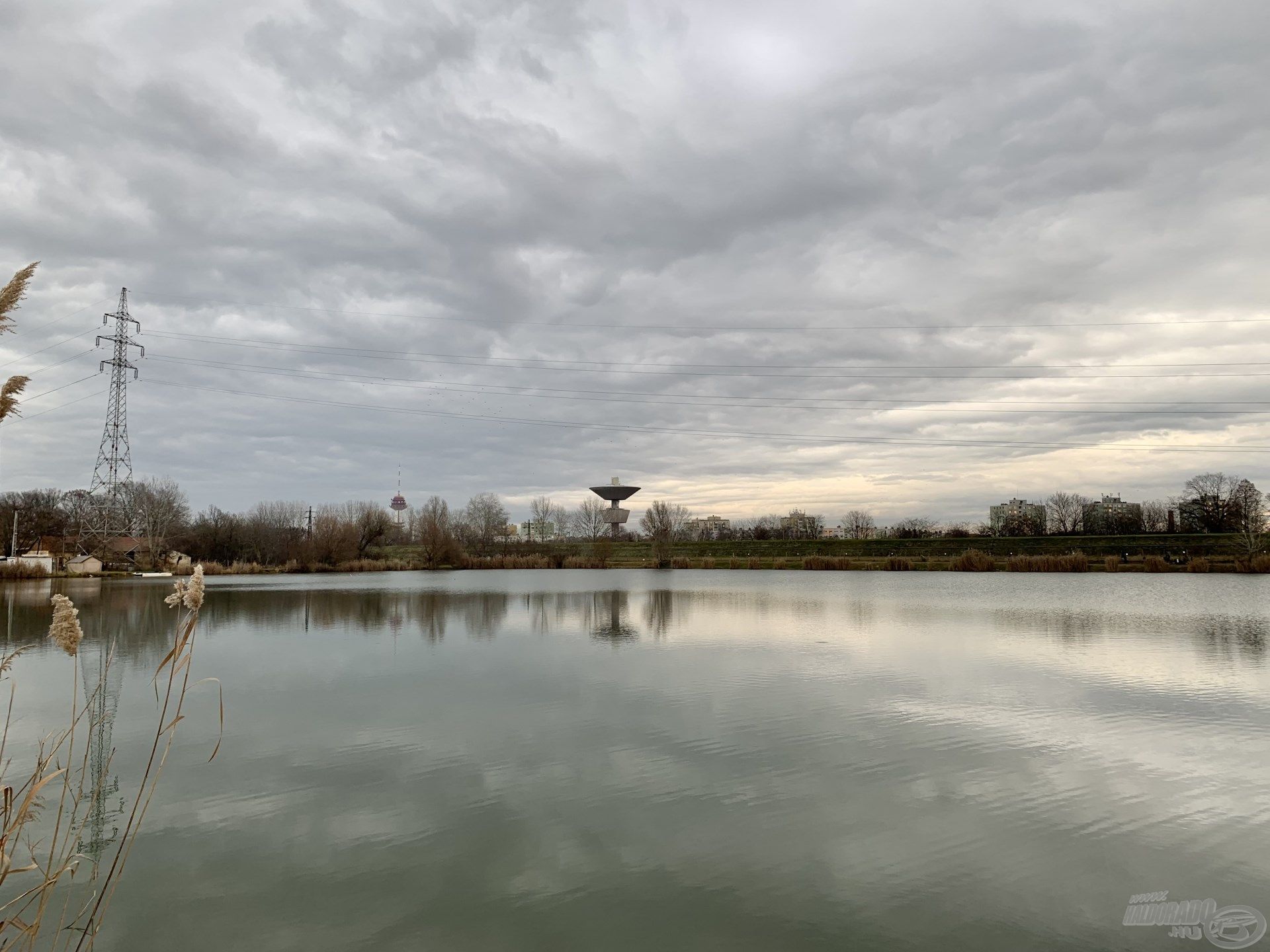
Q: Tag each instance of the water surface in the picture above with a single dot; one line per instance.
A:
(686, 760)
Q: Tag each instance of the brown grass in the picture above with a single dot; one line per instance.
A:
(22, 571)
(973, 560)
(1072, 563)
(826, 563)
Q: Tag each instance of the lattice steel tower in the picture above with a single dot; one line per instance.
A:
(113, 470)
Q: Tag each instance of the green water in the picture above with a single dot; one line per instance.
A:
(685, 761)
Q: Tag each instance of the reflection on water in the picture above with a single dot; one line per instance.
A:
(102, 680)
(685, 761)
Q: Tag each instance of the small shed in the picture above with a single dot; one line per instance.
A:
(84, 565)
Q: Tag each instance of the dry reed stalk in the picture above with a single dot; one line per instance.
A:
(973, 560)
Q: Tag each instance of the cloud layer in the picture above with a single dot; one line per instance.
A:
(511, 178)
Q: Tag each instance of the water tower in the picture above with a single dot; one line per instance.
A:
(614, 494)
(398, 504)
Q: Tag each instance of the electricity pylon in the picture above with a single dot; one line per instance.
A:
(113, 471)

Instructions for the task:
Rewrite everything from the line containing "Q: Tag each instance of the small" down to the last of the lines above, changing "cloud layer" to "cloud cover" and leaving all else as it is.

Written answer:
Q: Tag each instance of the small shed in the picture above with a single dot; one line per instance.
A:
(84, 565)
Q: Tag each instance of the dry reed stalk in the picture above with a single dot; one line per instance.
A:
(973, 560)
Q: Tag each instance of the cloud cover in the picture above with a single dot; one line per instance.
A:
(511, 178)
Q: Tag each instance of the water tower in the picture above with a single dot; one line per instance.
A:
(614, 494)
(398, 504)
Q: Tag each instance of the electricity pylon in the picture above with a single dot; one line per instance.
A:
(113, 471)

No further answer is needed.